— START OF Reading passage —

TreeRing offers a social media platform where students and parents can upload and share photos with the yearbook team. Before they order their books, students can create customizable pages as well.

Yearbooks are a time capsule, a kind of gift to the future version of you. From time to time, I open my old yearbooks and, as I flip through pictures of skinnier versions of my friends and myself, I can practically hear the sounds and see the sights of a slightly idealistic version of my experience from high school days.

From my perspective as yearbook editor at San Francisco’s George Washington High School, the yearbook should be a reflection of equity in every way. Every student should have access to the yearbook, and every student should be in the yearbook—beyond his or her school photo. However, with the cost of yearbooks so high, not every student is able to purchase a yearbook. Furthermore, no matter how hard the teacher and the yearbook class tries to police it, with big schools such as ours, some students just don’t make it into the publication.

— END OF Reading passage —
— START OF Given information —

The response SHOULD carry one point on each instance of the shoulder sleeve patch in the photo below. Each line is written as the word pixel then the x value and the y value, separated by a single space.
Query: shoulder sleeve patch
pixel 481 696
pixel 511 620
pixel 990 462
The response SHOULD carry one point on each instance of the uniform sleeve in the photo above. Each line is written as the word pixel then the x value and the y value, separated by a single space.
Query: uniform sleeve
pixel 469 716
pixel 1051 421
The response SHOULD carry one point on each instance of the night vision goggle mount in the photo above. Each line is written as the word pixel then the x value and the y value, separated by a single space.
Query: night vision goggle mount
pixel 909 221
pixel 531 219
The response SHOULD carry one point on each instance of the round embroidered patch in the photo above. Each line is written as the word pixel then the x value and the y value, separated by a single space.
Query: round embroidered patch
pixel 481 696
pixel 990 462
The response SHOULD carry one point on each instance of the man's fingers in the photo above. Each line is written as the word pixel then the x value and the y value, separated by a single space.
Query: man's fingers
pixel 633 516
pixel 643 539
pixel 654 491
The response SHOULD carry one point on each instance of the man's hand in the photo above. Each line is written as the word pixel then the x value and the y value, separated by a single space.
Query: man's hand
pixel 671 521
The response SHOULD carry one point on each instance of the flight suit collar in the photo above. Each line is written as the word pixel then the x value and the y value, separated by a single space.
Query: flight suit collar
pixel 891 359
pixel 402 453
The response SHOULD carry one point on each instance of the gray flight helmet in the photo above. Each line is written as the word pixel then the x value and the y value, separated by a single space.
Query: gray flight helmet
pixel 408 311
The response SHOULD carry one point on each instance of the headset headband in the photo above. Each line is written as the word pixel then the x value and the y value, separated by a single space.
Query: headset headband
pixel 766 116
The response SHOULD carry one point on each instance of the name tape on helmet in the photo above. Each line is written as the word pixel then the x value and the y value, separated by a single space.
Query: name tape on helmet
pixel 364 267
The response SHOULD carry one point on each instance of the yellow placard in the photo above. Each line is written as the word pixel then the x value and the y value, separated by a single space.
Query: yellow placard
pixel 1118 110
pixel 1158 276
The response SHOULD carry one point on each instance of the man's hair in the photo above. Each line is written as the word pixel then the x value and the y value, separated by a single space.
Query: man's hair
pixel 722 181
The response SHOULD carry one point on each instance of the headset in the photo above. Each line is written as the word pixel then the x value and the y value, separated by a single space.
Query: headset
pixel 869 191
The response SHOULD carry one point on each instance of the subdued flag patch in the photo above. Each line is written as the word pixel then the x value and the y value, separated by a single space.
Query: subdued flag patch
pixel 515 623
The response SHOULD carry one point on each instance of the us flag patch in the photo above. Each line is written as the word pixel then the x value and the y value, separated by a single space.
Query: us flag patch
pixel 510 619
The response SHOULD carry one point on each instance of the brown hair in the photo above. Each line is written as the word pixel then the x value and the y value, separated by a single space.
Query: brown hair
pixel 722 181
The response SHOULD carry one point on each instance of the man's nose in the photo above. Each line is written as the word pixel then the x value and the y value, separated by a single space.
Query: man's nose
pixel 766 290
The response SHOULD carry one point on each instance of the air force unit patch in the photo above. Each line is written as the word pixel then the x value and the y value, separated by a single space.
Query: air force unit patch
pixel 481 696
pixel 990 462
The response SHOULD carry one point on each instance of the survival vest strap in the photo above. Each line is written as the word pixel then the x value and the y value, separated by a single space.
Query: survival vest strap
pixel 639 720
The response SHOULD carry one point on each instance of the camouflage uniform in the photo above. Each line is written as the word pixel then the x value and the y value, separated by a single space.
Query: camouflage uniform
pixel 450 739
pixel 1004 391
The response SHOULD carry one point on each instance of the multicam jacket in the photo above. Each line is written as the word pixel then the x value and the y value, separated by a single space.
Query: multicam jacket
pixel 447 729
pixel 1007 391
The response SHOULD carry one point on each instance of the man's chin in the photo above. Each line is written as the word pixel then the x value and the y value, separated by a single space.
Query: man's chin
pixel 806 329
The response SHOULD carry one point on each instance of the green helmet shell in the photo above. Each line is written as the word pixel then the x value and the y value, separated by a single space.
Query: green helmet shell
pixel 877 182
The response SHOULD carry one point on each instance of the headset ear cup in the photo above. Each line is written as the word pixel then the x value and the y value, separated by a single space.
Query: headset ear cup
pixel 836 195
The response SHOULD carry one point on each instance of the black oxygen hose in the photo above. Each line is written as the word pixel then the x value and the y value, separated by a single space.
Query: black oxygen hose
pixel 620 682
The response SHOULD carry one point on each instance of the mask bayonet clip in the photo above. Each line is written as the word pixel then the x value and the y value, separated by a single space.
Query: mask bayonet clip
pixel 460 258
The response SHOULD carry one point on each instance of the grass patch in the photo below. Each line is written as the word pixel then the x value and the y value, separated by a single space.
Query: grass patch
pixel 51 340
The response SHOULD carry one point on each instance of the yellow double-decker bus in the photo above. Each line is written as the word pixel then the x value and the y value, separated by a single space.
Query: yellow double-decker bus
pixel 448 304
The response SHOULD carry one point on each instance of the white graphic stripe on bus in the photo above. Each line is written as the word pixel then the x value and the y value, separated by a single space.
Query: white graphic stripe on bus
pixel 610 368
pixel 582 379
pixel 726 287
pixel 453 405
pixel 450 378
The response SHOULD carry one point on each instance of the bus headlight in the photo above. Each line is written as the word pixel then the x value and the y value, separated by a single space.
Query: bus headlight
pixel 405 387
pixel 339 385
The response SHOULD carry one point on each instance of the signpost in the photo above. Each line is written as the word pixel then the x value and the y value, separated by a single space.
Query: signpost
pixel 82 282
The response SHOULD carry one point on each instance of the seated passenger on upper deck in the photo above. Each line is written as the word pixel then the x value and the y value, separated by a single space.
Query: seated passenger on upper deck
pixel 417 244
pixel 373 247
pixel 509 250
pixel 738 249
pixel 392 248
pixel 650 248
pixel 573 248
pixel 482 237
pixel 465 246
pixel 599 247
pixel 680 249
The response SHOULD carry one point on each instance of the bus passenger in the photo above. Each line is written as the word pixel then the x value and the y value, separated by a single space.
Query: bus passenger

— END OF Given information —

● Work to complete:
a: According to the reading passage on yearbooks, what role does the writer hold at San Francisco's George Washington High School?
b: Locate each row containing the string "chin", treating uppercase and lowercase as distinct, and copy those rows.
The reading passage and the rows are unrelated material.

● Solved tasks:
a: Yearbook editor.

b:
The response SHOULD carry one point on each instance of the man's chin in the photo above. Each line is written as the word pixel then the x value and the y value, separated by a single space.
Query: man's chin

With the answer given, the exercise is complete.